> _COMPLETE THE FOLLOWING_:
• 1. In the passage on converting syngas to para-xylene, what is the main side reaction on the external surface of the H-ZSM-5 zeolite?
• 2. Write a continuation of the passage on converting syngas to para-xylene, starting after its final sentence.

> _SUPPLIED PASSAGE_:
Aromatic synthesis from methanol has been widely studied.24,25 A higher PX selectivity is always desired in the methanol to aromatics (MTA) reactions.26,27 H-ZSM-5 zeolite is known for converting methanol to PX because of its channel architecture with suitable size and alterable acidity. Unfortunately, the isomerization of xylene, the main side reaction, simultaneously occurs on the external surface of the H-ZSM-5 zeolite leading to low PX selectivity.26 Several approaches, such as metal or metal oxide impregnation, non-acidic silica deposition and so on, have been conducted to passivate the exterior acid sites of H-ZSM-5 to avoid the undesirable xylene isomerization.28–35

The methanol used for the MTA reaction must be synthesized separately from the syngas. The direct synthesis of aromatics from syngas should be more favourable in view of thermodynamics and economics. However, previous studies on the direct conversion of syngas to alkanes/alkenes only reported the formation of an aromatic mixture, never xylene.36,37 The direct conversion of syngas to aromatics is a complicated process over a typical catalyst mixture. Generally, methanol is first synthesized from syngas over a methanol synthesis catalyst, and then the formed methanol will be converted to the aromatics over an acidic zeolite catalyst. Due to the complex reaction paths and harsh reaction conditions, the selectivity of xylene, let alone PX, among the generated aromatics is very low. Designing an efficient route to directly convert syngas into PX is highly required, but it is still a serious challenge and, until now, there have been no reports about the one-pass selective conversion of syngas into PX.

In this report, we will present a hybrid catalyst that contains a Cr-based catalyst and core–shell-structured zeolite. With this novel hybrid catalyst we can facilely realize the one-pass selective conversion of syngas to PX. Typically, the hybrid catalyst, named Cr/Zn–Zn/Z5@S1, is composed of two components: one is Cr/Zn and the other is a core–shell-structured zeolite, Zn/Z5@S1 (zinc doped H-ZSM-5 single crystal zeolite encapsulated with one silicalite-1 zeolite shell). The Cr/Zn component with a ZnCr2O4 spinel structure is prepared through a co-precipitation method. The core–shell-structured Zn/Z5@S1 zeolite with a non-acidic silicalite-1 shell is synthesized through hydrothermal synthesis. All the information about this Cr/Zn–Zn/Z5@S1 hybrid catalyst preparation has been described in detail in the ESI. As illustrated by the demo route in Fig. 1, this hybrid catalyst Cr/Zn–Zn/Z5@S1 will realize the highly selective synthesis of PX directly from syngas.

> _SUPPLIED ENTRIES_:
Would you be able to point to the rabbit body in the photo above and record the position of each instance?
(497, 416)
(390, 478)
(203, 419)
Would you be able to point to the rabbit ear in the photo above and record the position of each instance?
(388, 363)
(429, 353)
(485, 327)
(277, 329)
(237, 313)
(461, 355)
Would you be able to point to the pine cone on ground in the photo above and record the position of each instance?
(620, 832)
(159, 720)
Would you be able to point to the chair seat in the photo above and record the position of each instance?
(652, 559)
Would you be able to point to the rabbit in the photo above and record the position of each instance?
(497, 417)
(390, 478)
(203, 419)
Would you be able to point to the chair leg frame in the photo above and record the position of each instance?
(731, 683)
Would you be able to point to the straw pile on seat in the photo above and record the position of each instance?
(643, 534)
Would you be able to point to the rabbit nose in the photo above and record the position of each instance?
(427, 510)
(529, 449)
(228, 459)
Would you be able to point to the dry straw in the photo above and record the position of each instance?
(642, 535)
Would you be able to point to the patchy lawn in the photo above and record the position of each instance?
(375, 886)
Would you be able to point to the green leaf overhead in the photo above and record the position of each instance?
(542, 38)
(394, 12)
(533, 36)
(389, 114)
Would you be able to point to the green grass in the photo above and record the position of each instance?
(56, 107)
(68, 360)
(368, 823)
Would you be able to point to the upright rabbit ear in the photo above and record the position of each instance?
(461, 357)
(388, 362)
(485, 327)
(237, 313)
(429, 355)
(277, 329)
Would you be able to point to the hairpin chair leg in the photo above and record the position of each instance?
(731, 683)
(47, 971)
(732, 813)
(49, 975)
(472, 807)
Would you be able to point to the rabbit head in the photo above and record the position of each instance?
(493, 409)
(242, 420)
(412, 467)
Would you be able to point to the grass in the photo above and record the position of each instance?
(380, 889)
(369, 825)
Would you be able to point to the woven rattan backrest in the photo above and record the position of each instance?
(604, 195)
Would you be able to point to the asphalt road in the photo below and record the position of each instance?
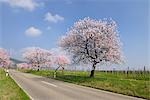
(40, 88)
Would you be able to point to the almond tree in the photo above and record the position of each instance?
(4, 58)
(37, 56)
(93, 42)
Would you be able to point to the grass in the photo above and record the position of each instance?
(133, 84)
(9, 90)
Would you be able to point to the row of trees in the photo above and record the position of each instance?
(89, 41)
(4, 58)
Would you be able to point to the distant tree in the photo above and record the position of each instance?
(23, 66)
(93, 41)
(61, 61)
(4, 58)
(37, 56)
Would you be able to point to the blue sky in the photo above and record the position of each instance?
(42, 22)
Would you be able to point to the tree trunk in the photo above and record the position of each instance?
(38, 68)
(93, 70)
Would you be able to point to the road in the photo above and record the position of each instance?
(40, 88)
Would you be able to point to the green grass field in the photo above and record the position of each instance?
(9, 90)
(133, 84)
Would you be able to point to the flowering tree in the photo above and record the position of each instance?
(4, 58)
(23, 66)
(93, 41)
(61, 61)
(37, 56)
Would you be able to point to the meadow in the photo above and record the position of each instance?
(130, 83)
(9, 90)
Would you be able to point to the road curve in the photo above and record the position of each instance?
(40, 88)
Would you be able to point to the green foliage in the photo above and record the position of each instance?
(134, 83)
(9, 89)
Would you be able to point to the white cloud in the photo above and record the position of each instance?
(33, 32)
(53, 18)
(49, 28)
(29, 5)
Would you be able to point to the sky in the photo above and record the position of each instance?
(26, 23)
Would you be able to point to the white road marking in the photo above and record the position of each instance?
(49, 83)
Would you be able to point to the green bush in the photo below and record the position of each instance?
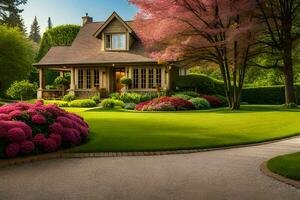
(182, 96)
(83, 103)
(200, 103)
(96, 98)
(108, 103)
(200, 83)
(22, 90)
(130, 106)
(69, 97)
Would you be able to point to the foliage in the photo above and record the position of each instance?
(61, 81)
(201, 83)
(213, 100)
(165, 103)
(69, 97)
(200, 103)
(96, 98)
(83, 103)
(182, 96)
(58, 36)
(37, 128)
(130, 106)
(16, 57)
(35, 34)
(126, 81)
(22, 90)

> _RESPONSE LIST_:
• 1. The isomerization of xylene.

• 2.
image file: c7sc03427j-f1.tif
Fig. 1 Illustration of the one-pass selective conversion of syngas to para-xylene over the designed hybrid catalyst Cr/Zn–Zn/Z5@S1.

Results and discussion

The detailed physical properties of the Cr/Zn component are characterized by XRD, SEM, XPS and H2-TPR (Fig. S1–S4). The analysis results indicate that the ZnCr2O4 spinel is successfully synthesized on the Cr/Zn component. The synthesis procedure for the core–shell-structured Z5@S1 and Zn/Z5@S1 zeolite components is shown in Scheme S1. The detailed preparation methods of these zeolite components are also described in the Experimental section of the ESI. The original Z5 (H-ZSM-5, Si/Al = 46) or Zn/Z5 (Zn doped Z5, 1.0 wt% by ICP analysis) are used as the zeolite cores for the core–shell-structured Z5@S1 and Zn/Z5@S1 zeolite syntheses, respectively, by epitaxially growing a silicalite-1 shell on the zeolite cores. The XRD profiles of all of the zeolite components used for the hybrid catalyst preparation are also shown in Fig. S1. The classic peaks of the MFI zeolite appear in the ranges of 2θ = 7–10° and 22–26°, indicating that the MFI structure of the Z5 zeolite is stable after the modification by Zn and the encapsulation with the silicalite-1 zeolite shell.38 In addition, no peaks belonging to the Zn species are discovered on the Zn/Z5 and Zn/Z5@S1 zeolites because the amount of Zn on these samples is too low to be detected.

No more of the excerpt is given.